## [Given entries]
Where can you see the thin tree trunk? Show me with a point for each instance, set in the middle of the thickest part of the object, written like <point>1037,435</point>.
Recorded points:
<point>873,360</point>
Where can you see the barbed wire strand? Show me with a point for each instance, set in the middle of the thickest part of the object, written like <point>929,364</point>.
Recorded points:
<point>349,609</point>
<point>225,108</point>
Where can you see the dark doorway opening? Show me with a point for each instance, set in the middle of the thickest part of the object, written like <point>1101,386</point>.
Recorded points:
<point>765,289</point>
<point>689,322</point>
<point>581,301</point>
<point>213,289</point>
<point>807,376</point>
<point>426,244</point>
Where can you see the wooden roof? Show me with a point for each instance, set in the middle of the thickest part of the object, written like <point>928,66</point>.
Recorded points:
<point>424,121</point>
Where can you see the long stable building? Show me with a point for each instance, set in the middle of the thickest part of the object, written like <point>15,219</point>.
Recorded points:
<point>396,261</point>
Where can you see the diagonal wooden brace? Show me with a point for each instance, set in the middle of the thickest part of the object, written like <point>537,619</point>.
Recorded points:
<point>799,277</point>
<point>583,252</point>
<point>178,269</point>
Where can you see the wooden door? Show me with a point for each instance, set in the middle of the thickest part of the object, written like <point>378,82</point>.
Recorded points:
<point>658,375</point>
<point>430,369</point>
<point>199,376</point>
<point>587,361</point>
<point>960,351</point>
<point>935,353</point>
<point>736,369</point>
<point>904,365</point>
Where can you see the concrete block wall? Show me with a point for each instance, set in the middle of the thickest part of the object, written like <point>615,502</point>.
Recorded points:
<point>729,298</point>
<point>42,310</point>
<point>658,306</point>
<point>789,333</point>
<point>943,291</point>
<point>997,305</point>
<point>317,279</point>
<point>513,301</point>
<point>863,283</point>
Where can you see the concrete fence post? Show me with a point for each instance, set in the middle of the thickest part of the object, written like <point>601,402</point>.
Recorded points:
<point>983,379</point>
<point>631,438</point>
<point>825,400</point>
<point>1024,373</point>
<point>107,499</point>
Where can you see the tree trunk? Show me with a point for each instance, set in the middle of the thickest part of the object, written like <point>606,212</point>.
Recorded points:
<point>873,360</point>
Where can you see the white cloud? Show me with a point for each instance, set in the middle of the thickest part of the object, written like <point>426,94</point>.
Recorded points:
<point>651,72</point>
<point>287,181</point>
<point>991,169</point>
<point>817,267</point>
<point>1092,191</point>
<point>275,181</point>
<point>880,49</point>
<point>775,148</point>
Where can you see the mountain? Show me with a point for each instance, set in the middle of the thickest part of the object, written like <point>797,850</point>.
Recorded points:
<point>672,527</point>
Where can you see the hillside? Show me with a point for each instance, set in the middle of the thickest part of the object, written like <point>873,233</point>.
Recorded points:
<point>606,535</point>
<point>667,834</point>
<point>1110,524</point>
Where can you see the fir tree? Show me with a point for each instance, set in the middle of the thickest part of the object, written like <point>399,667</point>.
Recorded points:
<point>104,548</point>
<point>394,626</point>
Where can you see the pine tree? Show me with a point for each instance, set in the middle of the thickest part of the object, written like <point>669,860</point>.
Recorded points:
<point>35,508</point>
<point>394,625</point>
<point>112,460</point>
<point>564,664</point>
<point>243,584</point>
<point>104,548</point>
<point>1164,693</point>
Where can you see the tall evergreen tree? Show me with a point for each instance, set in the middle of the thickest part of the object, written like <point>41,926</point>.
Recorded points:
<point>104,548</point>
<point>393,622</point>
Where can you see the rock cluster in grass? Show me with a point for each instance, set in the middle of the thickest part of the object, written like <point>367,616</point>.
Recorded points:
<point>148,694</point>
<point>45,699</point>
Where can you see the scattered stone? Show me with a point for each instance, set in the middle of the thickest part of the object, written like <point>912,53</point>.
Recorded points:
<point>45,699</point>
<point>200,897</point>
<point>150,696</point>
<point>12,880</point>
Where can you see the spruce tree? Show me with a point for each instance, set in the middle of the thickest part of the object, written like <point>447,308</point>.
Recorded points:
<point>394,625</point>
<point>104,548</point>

## [Requirement]
Can you pull out the entries word for word, from the first line down to and including the line containing "<point>426,244</point>"?

## [Exercise result]
Where can you see the thin tree trunk? Show me with a point for each instance, set in the middle of the thickest part of the object, written like <point>1037,435</point>.
Recorded points:
<point>873,360</point>
Where can you see the barbed wire strand? Show me with a point for each instance, set in the middle of the thickest part of the object, written like <point>929,364</point>.
Recorded points:
<point>349,609</point>
<point>225,108</point>
Where can you see the dark doorway opening? Show me with a point for each instance, set in the middle of the thickest part of the object, written like <point>1101,386</point>.
Recorded points:
<point>765,289</point>
<point>689,322</point>
<point>581,301</point>
<point>213,289</point>
<point>807,376</point>
<point>426,244</point>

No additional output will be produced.